Short task:
How many lines in the records below contain the word "stone"? Give only the number.

◆ ◆ ◆ ◆ ◆

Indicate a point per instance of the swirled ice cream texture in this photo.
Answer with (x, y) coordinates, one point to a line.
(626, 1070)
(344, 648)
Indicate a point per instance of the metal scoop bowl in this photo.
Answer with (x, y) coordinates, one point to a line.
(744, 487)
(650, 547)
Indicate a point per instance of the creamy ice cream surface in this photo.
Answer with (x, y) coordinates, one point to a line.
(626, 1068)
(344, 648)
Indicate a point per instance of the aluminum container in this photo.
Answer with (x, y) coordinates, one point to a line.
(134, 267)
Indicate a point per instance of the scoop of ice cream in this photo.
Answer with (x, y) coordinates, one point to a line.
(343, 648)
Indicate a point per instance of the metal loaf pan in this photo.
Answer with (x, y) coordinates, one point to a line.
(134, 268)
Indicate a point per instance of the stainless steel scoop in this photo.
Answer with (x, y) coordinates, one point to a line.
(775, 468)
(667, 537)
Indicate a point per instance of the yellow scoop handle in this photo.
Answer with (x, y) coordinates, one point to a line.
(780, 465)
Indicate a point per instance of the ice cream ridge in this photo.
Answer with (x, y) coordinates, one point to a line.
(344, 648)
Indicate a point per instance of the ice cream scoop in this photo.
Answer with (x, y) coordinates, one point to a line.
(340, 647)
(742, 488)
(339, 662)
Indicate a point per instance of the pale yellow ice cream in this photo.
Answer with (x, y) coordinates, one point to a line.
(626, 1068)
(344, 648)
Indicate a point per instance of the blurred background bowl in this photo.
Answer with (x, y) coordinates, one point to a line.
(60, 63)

◆ ◆ ◆ ◆ ◆

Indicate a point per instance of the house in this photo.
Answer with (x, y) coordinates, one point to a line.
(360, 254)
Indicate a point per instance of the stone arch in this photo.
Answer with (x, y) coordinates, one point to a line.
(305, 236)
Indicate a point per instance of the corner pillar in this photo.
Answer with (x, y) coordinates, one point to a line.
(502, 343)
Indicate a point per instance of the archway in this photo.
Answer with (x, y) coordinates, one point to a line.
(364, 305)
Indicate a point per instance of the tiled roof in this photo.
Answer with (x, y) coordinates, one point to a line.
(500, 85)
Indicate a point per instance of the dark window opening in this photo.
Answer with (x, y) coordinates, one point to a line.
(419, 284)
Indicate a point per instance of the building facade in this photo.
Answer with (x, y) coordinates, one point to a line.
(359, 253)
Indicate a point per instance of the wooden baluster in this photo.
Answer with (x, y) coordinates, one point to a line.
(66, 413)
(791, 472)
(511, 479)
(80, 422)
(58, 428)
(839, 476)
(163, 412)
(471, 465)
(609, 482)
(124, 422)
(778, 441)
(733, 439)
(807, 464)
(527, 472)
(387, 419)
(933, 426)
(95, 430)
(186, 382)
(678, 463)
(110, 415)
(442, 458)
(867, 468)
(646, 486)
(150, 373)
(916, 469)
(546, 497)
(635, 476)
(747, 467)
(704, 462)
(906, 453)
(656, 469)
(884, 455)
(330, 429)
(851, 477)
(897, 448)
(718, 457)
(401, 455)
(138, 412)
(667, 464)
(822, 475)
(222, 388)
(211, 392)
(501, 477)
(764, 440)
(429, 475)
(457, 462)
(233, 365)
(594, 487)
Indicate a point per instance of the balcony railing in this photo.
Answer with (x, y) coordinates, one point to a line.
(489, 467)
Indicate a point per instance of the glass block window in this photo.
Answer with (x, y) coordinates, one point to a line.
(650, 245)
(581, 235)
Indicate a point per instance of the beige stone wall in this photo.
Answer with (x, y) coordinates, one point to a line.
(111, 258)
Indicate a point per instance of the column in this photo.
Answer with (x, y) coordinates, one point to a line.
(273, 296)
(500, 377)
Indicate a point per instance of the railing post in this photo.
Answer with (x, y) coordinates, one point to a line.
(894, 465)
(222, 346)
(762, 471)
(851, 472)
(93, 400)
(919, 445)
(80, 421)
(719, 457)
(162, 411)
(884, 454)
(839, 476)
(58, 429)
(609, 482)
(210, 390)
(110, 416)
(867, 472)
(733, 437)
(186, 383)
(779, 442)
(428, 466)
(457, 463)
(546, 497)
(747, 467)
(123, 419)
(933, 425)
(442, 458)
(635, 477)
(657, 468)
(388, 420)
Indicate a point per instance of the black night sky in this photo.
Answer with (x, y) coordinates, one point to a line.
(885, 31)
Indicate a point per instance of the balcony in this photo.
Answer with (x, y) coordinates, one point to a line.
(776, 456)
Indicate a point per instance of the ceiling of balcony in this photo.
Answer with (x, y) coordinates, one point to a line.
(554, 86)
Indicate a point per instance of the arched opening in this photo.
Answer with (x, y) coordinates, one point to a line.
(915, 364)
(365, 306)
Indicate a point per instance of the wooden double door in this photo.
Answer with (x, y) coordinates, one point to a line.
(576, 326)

◆ ◆ ◆ ◆ ◆

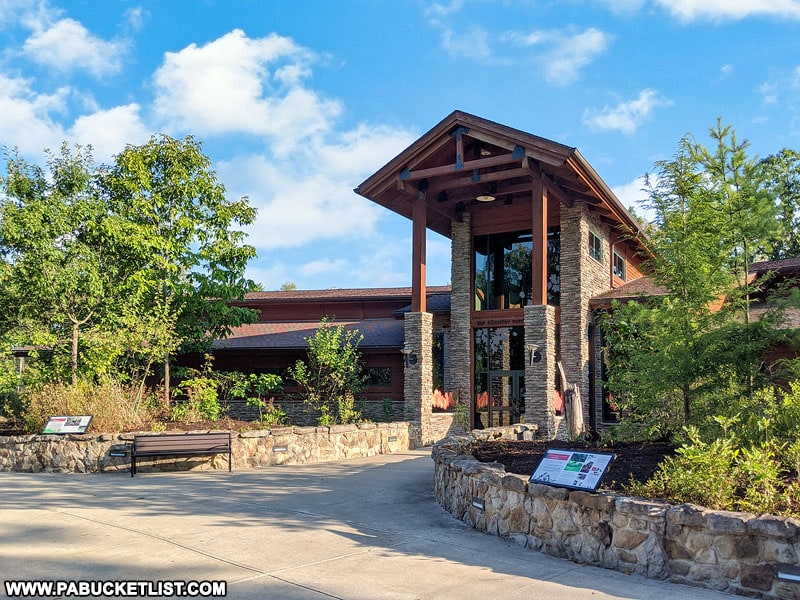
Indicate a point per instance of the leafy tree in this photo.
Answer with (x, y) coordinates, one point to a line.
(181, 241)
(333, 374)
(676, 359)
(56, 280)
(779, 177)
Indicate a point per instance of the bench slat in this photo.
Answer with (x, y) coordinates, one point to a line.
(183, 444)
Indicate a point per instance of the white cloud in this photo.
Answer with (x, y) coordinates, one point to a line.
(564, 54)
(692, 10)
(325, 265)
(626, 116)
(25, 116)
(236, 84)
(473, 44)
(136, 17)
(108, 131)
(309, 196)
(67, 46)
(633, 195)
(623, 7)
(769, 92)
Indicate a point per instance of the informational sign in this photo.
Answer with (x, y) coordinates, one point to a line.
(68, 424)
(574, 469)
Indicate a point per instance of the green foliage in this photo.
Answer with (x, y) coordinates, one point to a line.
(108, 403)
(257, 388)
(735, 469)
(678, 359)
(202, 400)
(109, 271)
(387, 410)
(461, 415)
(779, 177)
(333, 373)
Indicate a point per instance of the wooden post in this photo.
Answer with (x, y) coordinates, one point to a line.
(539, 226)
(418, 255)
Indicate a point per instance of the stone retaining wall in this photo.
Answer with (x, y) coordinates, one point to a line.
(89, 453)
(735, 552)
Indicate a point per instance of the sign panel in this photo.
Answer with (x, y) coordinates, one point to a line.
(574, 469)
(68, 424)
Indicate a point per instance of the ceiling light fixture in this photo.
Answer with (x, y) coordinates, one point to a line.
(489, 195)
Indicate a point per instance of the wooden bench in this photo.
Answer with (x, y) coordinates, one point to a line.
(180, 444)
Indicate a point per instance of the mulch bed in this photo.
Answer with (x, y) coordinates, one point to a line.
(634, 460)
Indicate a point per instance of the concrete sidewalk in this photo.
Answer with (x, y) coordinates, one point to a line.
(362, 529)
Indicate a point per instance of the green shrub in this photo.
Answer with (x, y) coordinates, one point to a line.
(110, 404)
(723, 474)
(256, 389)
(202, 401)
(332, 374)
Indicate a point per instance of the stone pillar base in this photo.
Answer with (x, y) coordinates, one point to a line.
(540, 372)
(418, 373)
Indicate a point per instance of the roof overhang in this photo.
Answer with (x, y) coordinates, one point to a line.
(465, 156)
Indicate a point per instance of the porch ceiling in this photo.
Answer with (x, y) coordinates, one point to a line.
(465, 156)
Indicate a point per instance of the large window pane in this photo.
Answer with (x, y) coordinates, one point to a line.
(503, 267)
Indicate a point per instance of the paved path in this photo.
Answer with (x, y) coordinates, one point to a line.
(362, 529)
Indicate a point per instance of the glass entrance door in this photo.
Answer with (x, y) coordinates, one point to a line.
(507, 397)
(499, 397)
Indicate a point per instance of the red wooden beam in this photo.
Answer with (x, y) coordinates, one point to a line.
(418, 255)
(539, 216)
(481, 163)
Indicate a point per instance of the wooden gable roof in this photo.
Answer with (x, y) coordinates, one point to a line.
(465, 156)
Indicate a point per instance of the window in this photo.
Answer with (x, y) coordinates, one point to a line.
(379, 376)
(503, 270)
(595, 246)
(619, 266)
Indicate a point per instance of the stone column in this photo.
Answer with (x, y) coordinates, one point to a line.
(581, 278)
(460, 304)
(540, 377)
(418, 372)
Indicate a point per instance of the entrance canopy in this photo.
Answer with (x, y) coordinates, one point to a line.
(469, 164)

◆ ◆ ◆ ◆ ◆

Final answer:
5